OKLAHOMA CITY (KFOR) – In a little more than a month, Oklahomans across the state will decide whether or not to legalize recreational marijuana in the Sooner State.
On March 7, voters will head to the polls to voice their opinion on State Question 820.
Organizers say State Question 820 will safely legalize, regulate, and tax recreational marijuana for adults who are 21-years-old and older in Oklahoma. The marijuana would be subject to a 15% sales tax, as well as state and local sales taxes.
Supporters say the move will generate state revenue for schools, health care, and local governments.
However, critics argue that the state needs to place more restrictions on the marijuana industry, not less.
On Thursday, organizers of ‘Yes on 820’ released a report about the economic impact legalizing marijuana would have on the state.
If the measure passes, it would generate nearly half a billion dollars in new marijuana tax revenue in the first five years, according to an economic analysis released by national cannabis law and policy firm Vicente Sederberg LLP and the Oklahoma Cannabis Industry Association.
In all, supporters say the state would generate more than $821 million in total marijuana tax revenue, including medical and recreational use, during that time period.

###

▶ _TASKS TO PERFORM_
• A. In the news article about Oklahoma's State Question 820, what sales tax rate would recreational marijuana be subject to, apart from state and local sales taxes?
• B. Continue the news article about Oklahoma's recreational marijuana vote on State Question 820 from its last sentence.

###

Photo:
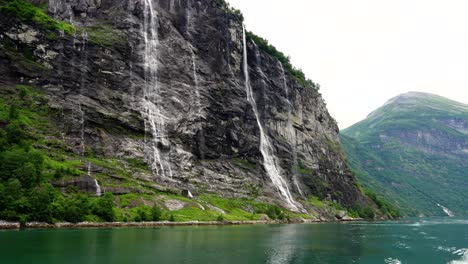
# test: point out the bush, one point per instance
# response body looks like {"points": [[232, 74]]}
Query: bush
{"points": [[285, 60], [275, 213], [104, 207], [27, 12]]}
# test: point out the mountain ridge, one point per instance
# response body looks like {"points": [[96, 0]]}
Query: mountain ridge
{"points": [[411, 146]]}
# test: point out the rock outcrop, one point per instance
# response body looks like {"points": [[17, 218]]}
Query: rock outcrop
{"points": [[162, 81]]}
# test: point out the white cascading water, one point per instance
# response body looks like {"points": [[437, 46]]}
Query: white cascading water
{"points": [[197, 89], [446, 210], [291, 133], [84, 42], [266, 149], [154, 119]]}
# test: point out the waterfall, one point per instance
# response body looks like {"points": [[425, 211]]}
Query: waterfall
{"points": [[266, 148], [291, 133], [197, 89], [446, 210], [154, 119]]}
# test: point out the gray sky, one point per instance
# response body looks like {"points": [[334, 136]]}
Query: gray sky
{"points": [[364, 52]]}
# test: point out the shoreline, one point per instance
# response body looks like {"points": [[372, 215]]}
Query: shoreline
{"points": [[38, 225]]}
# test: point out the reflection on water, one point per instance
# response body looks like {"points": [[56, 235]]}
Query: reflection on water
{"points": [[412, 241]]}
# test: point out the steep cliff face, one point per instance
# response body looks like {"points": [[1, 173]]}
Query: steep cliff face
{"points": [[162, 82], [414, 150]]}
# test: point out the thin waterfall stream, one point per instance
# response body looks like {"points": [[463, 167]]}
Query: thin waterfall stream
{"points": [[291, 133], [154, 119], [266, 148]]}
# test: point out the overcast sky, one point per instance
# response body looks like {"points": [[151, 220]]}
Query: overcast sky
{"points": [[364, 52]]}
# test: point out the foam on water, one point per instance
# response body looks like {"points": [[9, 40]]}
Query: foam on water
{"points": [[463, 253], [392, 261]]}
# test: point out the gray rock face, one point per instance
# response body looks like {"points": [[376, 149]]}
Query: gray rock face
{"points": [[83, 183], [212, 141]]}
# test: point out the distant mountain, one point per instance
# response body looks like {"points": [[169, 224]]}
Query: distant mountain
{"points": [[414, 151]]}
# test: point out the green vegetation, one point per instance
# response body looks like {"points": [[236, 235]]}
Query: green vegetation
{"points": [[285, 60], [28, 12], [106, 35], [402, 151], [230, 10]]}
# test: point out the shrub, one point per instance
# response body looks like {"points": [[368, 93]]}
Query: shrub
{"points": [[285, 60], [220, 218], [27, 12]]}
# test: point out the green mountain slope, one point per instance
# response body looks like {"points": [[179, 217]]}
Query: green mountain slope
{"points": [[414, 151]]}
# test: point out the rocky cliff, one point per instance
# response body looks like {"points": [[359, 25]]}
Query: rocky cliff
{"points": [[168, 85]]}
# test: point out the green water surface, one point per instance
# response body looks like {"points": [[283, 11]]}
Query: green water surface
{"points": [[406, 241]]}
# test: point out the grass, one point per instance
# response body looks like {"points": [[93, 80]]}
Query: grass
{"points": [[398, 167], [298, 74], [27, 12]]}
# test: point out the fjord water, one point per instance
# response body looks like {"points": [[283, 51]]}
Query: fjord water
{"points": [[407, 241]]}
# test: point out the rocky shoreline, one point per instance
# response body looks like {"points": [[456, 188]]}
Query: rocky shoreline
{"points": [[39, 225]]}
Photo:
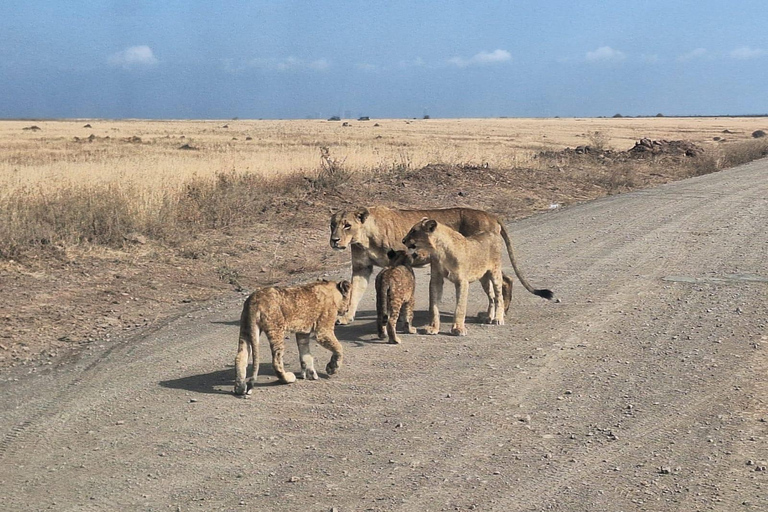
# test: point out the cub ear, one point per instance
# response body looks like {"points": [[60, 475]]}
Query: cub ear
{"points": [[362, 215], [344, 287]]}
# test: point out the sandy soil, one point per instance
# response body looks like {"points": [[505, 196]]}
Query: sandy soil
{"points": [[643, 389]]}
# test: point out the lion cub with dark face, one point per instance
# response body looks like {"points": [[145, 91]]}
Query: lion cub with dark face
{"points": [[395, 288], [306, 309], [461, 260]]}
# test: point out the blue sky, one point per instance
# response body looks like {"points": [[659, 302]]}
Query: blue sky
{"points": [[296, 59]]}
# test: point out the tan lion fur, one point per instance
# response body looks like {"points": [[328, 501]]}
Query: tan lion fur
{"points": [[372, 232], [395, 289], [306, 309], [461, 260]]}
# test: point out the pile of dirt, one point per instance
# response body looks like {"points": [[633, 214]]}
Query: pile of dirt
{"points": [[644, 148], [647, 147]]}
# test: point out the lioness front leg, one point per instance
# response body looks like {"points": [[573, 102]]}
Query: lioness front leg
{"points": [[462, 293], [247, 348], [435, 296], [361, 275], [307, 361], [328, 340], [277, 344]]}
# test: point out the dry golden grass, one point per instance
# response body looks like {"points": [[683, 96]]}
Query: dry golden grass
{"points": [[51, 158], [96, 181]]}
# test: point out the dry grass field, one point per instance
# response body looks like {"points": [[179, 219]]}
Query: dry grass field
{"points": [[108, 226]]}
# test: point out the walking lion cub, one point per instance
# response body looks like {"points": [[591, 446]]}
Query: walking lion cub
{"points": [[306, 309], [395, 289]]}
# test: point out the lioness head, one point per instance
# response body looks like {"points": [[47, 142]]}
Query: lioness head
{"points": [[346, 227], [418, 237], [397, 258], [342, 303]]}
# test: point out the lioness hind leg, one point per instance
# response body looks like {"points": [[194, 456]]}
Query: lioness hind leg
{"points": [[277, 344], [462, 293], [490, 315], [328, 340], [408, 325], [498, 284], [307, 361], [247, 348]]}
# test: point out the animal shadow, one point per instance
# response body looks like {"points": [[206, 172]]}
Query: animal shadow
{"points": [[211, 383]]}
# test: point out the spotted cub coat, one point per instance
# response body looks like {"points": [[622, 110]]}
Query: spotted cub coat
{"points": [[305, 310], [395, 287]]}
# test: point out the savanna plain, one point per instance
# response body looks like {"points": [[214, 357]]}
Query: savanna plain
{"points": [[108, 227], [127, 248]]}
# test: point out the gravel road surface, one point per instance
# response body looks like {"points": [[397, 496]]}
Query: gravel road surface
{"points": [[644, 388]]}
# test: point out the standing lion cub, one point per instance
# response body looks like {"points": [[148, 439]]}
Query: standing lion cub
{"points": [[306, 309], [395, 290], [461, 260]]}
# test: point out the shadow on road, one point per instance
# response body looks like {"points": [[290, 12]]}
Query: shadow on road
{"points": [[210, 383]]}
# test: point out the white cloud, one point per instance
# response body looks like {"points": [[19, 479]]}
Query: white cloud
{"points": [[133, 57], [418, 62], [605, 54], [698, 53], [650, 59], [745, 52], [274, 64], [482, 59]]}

###

▶ _ANSWERS TO THIS EXERCISE_
• A. A 15% sales tax.

• B.
The report claims that annual tax revenue for recreational marijuana would exceed $65.7 million in 2024. It would gradually increase to nearly $105 million by 2028, supporters claim.
The same day the economic report was released, ‘Protect Our Kids No 820’ was formed.
“The already out-of-control illegal marijuana grows are straining our state’s utility providers and have brought organized crime and violence to rural areas. It is reckless to even consider expanding marijuana access,” stated Rodd Moesel, President of Oklahoma Farm Bureau and a member of the coalition. “To have execution style killings near Hennessey should be a wake-up call that now is not the time to lessening regulation and to throw things even more wide open.”
Oklahomans overwhelmingly voted to approve medical marijuana in 2018.